:: TEXTE DU DOCUMENT

L’ennemi de mon ennemi : le Hamas et le régime syrien

Joseph Daher, 11 juillet 2022 – Les perspectives de réconciliation entre le régime syrien et le mouvement Hamas, encouragées par Téhéran, sont de plus en plus évoquées dans les médias depuis la fin de l’année 2020. Aujourd’hui, il semble que le resserrement des relations pourrait s’accélérer.

Rencontre entre le président iranien Ebrahim Raisi et le chef politique du Hamas Ismail Haniyeh à Téhéran. [GETTY]

Alors que les hauts responsables et les cadres du Hamas ont exprimé haut et fort leur soutien à la révolution syrienne au cours des premières années du soulèvement, officiellement, le Hamas a maintenu une position neutre. Mais la montée des Frères musulmans en Égypte après la chute de Moubarak et le soutien populaire à la révolution syrienne parmi les Palestiniens ont empêché les dirigeants du Hamas de suivre les demandes du régime syrien et de se contenter de prôner une « solution politique » au conflit, comme l’a fait le Hezbollah.

Cela a provoqué de nombreux conflits avec le régime syrien et a finalement poussé les dirigeants du Hamas à Damas à quitter le pays en 2012.

Toutefois, au cours des dernières années, les responsables du Hamas ont condamné à plusieurs reprises les bombardements d’Israël sur la Syrie et ont fait des déclarations conciliantes à son égard. Damas, en revanche, a maintenu une position négative à l’égard du mouvement islamique palestinien. Bachar el-Assad et les responsables syriens ont à plusieurs reprises attaqué le Hamas qu’ils considèrent comme des traîtres.

::::

> CONSIGNE A:
Dans les entrées, recopiez tout le passage qui va de la ligne contenant « Mark the black cap » jusqu'à celle contenant « [111,71,162,124] », ces deux lignes comprises, en substituant « khaki » à « camouflage » sans rien modifier d'autre.
> CONSIGNE B:
Reprenez le fil de l'article sur le Hamas et le régime syrien à la suite de sa dernière phrase.
Le texte et les entrées n'ont aucun lien entre eux.

:: DONNÉES FOURNIES

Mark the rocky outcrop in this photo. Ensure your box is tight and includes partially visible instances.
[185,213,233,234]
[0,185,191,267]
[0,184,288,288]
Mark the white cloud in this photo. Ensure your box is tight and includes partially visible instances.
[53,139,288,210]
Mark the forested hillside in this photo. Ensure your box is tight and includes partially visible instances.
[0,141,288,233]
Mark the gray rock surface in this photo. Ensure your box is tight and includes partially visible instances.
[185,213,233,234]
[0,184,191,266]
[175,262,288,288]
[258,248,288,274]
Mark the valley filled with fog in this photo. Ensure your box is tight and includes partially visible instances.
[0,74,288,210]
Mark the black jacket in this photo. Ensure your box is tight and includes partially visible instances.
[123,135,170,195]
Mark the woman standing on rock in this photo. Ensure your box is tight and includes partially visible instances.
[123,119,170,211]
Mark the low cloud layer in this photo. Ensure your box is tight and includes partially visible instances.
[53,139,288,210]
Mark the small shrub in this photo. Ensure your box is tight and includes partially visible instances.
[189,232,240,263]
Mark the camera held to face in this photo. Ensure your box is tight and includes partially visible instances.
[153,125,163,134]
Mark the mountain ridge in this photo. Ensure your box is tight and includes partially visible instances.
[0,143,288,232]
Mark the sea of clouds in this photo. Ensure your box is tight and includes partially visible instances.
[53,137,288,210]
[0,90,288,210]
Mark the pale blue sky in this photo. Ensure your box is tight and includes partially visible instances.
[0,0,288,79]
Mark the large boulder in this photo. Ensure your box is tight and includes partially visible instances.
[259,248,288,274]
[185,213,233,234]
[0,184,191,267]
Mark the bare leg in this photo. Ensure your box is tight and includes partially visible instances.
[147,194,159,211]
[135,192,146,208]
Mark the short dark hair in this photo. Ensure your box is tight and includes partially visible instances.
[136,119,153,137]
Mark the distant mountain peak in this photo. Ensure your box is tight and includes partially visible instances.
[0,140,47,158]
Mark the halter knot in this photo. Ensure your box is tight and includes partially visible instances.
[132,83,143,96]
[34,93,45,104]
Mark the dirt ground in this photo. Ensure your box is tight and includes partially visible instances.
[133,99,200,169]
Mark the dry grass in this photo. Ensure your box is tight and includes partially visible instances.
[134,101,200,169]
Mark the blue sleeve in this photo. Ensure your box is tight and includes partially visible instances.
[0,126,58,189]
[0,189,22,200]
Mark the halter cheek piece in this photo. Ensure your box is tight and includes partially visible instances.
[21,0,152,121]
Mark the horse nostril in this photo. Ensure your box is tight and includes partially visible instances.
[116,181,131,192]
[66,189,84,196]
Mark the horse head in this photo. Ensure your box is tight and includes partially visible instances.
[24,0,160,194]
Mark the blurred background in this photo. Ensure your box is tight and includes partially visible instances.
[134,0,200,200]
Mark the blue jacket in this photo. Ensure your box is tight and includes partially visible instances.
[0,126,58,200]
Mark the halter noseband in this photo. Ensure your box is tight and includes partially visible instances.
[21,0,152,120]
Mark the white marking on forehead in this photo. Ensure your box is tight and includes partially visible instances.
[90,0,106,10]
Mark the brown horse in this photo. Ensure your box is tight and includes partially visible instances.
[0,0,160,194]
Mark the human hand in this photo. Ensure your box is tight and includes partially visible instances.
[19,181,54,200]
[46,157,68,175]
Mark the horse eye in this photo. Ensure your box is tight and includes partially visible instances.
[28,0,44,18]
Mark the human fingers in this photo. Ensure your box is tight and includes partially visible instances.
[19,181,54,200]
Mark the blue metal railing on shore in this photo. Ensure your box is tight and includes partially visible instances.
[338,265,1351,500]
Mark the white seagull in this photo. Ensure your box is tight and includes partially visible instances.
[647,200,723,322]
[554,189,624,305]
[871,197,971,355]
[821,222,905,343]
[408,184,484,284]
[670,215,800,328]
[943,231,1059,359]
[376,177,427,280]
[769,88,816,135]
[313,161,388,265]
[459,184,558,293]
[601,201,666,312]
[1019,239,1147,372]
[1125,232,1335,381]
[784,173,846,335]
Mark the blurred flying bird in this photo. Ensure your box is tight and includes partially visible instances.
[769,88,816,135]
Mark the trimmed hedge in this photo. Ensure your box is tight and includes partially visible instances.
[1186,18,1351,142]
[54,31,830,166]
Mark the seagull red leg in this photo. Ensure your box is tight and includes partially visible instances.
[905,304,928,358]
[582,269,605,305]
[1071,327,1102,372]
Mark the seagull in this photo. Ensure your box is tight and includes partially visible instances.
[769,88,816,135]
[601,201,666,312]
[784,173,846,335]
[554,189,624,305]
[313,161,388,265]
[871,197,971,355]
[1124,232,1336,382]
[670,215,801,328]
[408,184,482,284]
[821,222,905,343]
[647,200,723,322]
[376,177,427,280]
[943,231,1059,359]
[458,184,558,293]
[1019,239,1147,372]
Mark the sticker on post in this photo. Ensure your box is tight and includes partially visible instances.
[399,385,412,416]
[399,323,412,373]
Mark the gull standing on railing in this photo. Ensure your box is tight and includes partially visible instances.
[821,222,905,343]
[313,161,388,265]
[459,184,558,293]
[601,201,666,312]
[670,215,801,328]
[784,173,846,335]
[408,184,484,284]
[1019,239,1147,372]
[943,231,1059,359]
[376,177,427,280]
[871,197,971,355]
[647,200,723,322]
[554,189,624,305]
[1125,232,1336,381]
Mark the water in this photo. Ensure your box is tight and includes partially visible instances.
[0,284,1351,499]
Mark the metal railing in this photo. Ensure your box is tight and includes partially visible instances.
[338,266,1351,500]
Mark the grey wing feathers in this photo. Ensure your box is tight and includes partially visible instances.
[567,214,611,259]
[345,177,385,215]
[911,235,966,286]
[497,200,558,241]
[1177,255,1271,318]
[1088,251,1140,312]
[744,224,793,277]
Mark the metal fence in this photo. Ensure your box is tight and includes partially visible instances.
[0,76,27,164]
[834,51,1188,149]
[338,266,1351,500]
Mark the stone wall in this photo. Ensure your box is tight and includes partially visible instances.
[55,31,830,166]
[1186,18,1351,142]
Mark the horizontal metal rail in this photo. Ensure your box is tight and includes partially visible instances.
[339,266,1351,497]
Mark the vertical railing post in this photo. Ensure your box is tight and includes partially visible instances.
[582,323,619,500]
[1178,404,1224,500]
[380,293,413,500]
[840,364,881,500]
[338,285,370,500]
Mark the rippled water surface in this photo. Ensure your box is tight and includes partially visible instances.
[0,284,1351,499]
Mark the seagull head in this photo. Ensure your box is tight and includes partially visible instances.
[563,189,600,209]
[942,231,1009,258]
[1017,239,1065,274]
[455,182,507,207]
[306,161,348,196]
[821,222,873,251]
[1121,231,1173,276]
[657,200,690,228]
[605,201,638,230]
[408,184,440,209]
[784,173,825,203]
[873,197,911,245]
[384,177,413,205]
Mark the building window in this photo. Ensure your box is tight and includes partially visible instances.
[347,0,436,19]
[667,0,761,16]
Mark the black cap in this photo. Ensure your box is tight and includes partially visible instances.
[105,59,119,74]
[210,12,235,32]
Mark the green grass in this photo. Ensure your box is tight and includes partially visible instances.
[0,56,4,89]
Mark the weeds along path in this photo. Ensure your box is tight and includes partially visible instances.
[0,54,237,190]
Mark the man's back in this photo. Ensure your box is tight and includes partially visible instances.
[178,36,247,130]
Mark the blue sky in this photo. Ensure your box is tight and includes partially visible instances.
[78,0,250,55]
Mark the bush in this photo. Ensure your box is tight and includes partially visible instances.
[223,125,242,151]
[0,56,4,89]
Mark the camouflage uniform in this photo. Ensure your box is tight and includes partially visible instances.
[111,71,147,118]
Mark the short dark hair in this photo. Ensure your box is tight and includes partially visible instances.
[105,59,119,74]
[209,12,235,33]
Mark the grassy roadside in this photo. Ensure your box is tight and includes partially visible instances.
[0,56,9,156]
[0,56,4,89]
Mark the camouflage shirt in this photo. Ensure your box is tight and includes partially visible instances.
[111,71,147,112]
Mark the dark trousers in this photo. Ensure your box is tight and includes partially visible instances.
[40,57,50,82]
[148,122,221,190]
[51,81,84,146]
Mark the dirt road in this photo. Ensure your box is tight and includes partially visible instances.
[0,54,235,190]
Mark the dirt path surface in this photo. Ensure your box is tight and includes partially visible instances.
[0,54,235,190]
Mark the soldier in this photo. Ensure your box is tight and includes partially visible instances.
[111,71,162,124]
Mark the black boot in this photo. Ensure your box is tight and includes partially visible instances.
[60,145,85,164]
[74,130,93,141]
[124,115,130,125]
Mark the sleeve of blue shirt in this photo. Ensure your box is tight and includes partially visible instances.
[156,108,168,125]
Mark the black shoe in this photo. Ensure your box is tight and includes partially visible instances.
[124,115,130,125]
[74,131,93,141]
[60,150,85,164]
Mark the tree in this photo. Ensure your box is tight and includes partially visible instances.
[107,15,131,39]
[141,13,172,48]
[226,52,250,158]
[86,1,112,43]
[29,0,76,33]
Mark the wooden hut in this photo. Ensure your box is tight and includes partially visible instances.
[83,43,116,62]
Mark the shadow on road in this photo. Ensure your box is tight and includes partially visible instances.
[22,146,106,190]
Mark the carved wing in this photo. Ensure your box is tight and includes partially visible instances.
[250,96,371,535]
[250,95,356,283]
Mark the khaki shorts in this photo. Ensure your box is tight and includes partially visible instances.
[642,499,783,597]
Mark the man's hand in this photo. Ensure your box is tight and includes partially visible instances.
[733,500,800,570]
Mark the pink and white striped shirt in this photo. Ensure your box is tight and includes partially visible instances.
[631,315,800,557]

::::

> RÉPONSE A:
Mark the black cap in this photo. Ensure your box is tight and includes partially visible instances.
[105,59,119,74]
[210,12,235,32]
Mark the green grass in this photo. Ensure your box is tight and includes partially visible instances.
[0,56,4,89]
Mark the weeds along path in this photo. Ensure your box is tight and includes partially visible instances.
[0,54,237,190]
Mark the man's back in this photo. Ensure your box is tight and includes partially visible instances.
[178,36,247,130]
Mark the blue sky in this photo. Ensure your box is tight and includes partially visible instances.
[78,0,250,55]
Mark the bush in this photo. Ensure your box is tight and includes partially visible instances.
[223,125,242,151]
[0,56,4,89]
Mark the khaki uniform in this photo. Ensure your box is tight and includes partially visible instances.
[111,71,147,118]
Mark the short dark hair in this photo. Ensure your box is tight and includes partially visible instances.
[105,59,119,74]
[209,12,235,33]
Mark the grassy roadside in this photo. Ensure your box is tight and includes partially visible instances.
[0,56,9,156]
[0,56,4,89]
Mark the khaki shirt in this photo. Ensure your box is tight and includes partially visible instances.
[111,71,147,112]
Mark the dark trousers in this photo. Ensure your box is tight and includes partially visible instances.
[40,57,50,82]
[148,122,221,190]
[51,81,84,146]
Mark the dirt road in this photo. Ensure your box is tight and includes partially visible instances.
[0,54,235,190]
Mark the dirt path surface in this photo. Ensure your box is tight and includes partially visible instances.
[0,54,235,190]
Mark the soldier in this photo. Ensure your box is tight and includes partially visible instances.
[111,71,162,124]

> RÉPONSE B:
Néanmoins, des informations sur un potentiel rétablissement des liens ont refait surface ces dernières semaines. Un responsable anonyme du Hamas a déclaré à la fin du mois dernier que les deux parties avaient tenu plusieurs « réunions de haut niveau pour atteindre cet objectif. »

Cette rencontre a coïncidé avec le voyage du chef du bureau politique du Hamas, Ismail Haniyah, au Liban pour une réunion officielle avec Hassan Nasrallah, le secrétaire général du Hezbollah. Les deux dirigeants ont évoqué l’importance de renforcer la coopération afin de consolider un « axe de résistance » aux « menaces et défis » d’Israël.

Après plus d’une décennie depuis le départ du Hamas de Damas, où étaient basés son bureau politique et son quartier général, les raisons de cette éventuelle reprise des relations sont liées, d’une part, aux développements et aux alliances politiques régionales et, d’autre part, à la politique interne du mouvement islamique palestinien.

Le Hamas a assisté avec une inquiétude croissante à la conclusion des accords d’Abraham négociés par les États-Unis à l’été 2020 et à la poursuite de la normalisation d’Israël avec les États arabes.

Sans oublier le rapprochement continu entre la Turquie et Israël. En mars, le président israélien Isaac Herzog a été le premier haut responsable israélien à se rendre en Turquie depuis 2008.

En outre, la position du Hamas à Gaza continue d’être intenable, des nombreuses guerres lancées par Israël contre la bande de Gaza au blocus israélien aidé par l’Égypte, en passant par les sanctions économiques imposées par l’Autorité palestinienne.

Ce contexte n’a donc fait que renforcer l’alliance cruciale du Hamas avec l’Iran – et donc le Hezbollah. Ses relations avec Téhéran ont continué à fournir au Hamas une assistance militaire, notamment des armes et des entraînements, en plus d’un important financement.

Les changements de direction au sein du mouvement politique du Hamas ont également eu un impact. Les relations ont certes été maintenues au niveau politique et militaire au cours de la dernière décennie – malgré des désaccords sur le soulèvement syrien – mais le remplacement de Khaled Meshaal par Ismael Haniya à la tête du Hamas en 2017, a ouvert la porte à des relations plus étroites entre les acteurs.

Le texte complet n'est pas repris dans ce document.